--- Exercise input ---
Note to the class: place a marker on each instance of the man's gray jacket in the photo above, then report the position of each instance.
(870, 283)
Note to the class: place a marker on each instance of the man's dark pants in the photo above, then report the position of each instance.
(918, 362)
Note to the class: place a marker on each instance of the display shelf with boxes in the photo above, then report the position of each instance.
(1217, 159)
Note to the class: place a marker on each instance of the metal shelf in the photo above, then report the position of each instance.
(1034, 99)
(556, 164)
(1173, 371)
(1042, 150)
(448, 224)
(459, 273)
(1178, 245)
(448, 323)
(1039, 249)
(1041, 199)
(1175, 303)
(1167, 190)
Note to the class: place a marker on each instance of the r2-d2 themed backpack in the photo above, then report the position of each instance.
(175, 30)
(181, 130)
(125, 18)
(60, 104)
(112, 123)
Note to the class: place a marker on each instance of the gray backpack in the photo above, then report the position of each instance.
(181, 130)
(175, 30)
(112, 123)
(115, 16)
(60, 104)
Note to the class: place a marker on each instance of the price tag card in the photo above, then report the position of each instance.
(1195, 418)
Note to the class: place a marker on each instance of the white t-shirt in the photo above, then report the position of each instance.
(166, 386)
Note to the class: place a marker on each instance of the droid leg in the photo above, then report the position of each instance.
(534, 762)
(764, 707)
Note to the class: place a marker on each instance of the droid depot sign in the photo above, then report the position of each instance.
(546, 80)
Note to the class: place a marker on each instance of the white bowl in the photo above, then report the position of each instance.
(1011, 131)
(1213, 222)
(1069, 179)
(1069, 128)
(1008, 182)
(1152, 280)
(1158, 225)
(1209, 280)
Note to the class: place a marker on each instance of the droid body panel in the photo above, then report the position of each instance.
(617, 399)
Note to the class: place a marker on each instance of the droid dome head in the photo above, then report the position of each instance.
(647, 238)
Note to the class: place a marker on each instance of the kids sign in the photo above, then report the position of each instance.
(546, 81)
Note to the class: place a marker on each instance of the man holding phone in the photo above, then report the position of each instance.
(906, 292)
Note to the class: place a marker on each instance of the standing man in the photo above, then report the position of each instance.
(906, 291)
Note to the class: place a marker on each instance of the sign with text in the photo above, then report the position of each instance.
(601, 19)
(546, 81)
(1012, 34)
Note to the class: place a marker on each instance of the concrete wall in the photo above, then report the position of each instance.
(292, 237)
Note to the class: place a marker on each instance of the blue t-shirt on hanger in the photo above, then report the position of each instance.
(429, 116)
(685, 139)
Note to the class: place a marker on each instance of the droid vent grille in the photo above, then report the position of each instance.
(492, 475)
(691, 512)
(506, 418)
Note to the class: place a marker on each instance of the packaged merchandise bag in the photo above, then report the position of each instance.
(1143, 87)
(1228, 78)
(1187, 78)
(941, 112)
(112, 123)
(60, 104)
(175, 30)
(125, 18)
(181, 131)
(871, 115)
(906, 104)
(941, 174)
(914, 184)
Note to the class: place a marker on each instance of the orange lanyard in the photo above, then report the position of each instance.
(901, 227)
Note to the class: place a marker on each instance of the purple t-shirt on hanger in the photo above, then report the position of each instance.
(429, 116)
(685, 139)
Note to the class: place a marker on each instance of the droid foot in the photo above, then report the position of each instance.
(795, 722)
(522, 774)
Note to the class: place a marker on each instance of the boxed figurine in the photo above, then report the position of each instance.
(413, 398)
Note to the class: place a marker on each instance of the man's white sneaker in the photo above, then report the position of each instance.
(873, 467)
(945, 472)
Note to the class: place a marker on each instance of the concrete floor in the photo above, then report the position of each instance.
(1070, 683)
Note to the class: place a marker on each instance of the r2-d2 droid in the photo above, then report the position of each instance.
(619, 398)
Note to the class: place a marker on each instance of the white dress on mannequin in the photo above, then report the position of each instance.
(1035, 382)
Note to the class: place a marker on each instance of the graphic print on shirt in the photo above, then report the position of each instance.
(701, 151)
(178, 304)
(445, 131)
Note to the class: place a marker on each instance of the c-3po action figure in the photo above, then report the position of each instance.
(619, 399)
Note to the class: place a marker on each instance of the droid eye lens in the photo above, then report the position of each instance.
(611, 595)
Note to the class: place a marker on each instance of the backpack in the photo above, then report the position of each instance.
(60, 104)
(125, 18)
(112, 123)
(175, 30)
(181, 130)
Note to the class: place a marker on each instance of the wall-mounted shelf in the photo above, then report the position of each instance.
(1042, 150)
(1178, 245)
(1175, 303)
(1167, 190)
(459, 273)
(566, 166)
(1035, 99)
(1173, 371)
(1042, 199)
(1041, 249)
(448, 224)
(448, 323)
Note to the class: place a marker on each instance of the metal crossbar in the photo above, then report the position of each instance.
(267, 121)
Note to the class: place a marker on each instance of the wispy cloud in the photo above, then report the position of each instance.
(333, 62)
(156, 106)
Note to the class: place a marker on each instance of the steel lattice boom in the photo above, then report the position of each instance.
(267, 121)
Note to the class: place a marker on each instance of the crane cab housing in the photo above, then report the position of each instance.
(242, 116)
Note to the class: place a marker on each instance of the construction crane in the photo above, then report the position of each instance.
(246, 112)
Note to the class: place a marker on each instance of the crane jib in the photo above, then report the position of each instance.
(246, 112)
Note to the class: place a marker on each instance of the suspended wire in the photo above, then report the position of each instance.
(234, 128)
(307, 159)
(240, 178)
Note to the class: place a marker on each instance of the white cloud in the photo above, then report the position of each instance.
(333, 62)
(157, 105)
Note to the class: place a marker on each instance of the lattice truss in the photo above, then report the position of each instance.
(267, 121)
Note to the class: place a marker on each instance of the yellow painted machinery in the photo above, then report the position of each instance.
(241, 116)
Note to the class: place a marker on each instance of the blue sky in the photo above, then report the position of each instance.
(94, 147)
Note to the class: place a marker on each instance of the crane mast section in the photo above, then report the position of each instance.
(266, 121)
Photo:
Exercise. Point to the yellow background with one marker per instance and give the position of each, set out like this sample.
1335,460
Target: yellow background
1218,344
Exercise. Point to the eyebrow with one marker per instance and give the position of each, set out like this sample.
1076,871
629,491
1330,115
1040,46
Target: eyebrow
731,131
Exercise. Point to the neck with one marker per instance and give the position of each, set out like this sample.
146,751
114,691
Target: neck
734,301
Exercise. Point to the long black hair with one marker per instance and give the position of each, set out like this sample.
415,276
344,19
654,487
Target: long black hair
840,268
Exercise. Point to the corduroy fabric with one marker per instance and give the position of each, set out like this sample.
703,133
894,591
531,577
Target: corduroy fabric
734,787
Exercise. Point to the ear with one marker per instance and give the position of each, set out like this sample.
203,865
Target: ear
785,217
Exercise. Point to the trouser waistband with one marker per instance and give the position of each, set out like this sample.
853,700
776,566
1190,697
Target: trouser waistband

--- Task details ---
Filter the entries by the string "trouser" and copy each matching line.

--- Solved problem ---
Exercise. Point to the trouser waistband with one marker per instance and give the position of each, set out like this sample.
Target: trouser waistband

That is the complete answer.